== WHAT YOU NEED TO DO ==
According to the fluorine bonding question, why does an F₂ molecule have 18 electrons in total, 14 of them valence electrons? Answer in one to three sentences.

== SELECTED EXTRACT ==
# Question #253e2

Dec 15, 2014

${F}_{2}$:${\sigma}_{1 s}^{2} {\sigma}_{1 s}^{\ast 2} {\sigma}_{2 s}^{2} {\sigma}_{2 s}^{\ast 2} {\sigma}_{p x}^{2} {\pi}_{p y}^{2} {\pi}_{p z}^{2} {\pi}_{p y}^{\ast 2} {\pi}_{p z}^{\ast 2}$

${F}_{2}^{-}$: ${\sigma}_{1 s}^{2} {\sigma}_{1 s}^{\ast 2} {\sigma}_{2 s}^{2} {\sigma}_{2 s}^{\ast 2} {\sigma}_{p x}^{2} {\pi}_{p y}^{2} {\pi}_{p z}^{2} {\pi}_{p y}^{\ast 2} {\pi}_{p z}^{\ast 1}$

${F}_{2}^{-}$: ${\sigma}_{1 s}^{2} {\sigma}_{1 s}^{\ast 2} {\sigma}_{2 s}^{2} {\sigma}_{2 s}^{\ast 2} {\sigma}_{p x}^{2} {\pi}_{p y}^{2} {\pi}_{p z}^{2} {\pi}_{p y}^{\ast 2} {\pi}_{p z}^{\ast 2} {\sigma}_{p x}^{\ast 1}$

Since ${F}_{2}^{+}$ has the largest BO, it will have the strongest bond.F2- has the strongest bond.

#### Explanation:

Fluorine (${F}_{2}$) is a homonuclear diatomic molecule that has 18 electrons (9 from each $F$ atom) - out of which 14 are valence electrons (7 from each $F$ atom)..

Molecular Orbital Theory predicts the distribution of electrons in a molecule.

(Dataset entries)
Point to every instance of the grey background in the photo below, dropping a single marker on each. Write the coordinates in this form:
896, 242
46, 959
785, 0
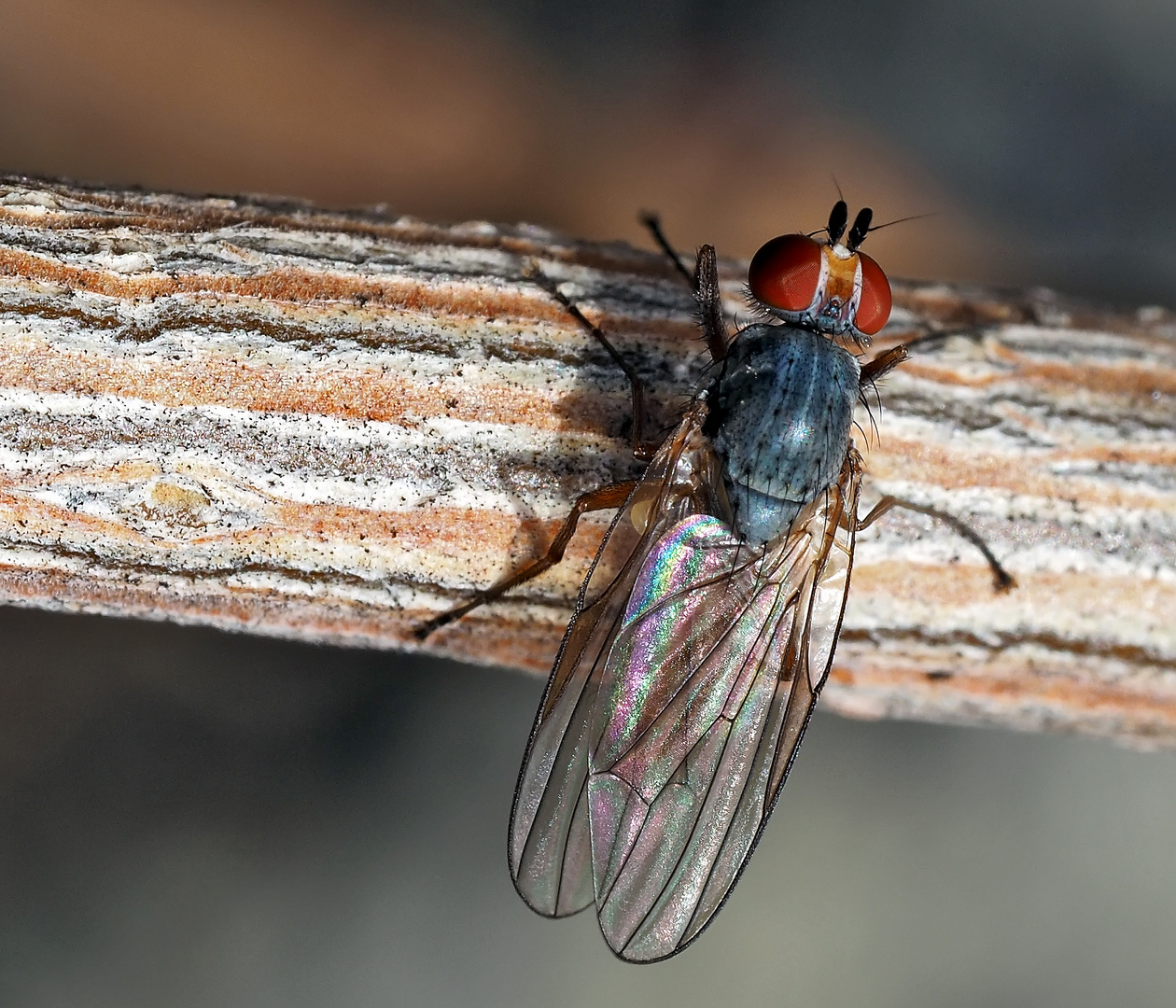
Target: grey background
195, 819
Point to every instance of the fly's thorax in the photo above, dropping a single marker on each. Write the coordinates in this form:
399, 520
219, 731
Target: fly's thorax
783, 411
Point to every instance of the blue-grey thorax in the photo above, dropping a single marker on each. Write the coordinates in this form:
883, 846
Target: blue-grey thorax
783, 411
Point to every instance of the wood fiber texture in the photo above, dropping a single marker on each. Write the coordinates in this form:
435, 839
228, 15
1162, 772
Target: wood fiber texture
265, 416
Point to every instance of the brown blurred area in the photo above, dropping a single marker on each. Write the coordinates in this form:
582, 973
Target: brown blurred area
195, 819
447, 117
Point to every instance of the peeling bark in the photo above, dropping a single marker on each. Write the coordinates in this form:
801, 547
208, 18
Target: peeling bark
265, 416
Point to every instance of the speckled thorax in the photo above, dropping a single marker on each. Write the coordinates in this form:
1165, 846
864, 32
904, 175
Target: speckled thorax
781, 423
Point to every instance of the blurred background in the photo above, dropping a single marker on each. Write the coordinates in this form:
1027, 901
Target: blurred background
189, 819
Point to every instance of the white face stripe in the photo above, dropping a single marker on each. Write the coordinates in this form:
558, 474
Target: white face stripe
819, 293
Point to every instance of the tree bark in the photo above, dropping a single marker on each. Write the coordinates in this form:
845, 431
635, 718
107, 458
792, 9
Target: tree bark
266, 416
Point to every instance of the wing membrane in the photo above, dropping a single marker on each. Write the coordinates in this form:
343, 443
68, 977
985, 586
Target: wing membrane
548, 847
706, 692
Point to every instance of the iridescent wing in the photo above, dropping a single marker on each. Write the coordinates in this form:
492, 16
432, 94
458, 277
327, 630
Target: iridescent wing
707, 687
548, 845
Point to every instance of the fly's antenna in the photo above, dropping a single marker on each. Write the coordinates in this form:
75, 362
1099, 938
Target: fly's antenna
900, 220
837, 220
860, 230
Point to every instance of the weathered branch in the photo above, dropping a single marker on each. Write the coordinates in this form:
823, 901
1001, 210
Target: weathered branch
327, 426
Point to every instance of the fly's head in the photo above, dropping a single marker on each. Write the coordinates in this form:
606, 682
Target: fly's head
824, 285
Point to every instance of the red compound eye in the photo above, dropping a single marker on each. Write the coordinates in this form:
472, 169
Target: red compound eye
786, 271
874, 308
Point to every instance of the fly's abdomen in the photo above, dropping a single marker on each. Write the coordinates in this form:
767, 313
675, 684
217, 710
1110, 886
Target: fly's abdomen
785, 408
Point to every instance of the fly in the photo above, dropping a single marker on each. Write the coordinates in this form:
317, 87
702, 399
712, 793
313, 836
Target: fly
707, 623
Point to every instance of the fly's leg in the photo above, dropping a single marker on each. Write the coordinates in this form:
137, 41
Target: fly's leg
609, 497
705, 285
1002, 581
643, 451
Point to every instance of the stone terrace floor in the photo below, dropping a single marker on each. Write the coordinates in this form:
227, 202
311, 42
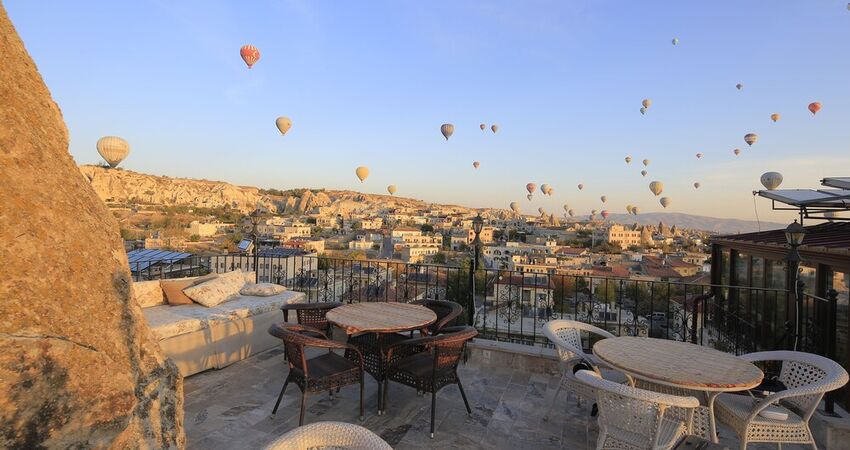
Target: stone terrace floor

== EXERCISE ANSWER ==
Each of the two fluorine atoms contributes 9 electrons, which gives 18. Of each atom's 9 electrons, 7 are valence electrons, so together they give 14.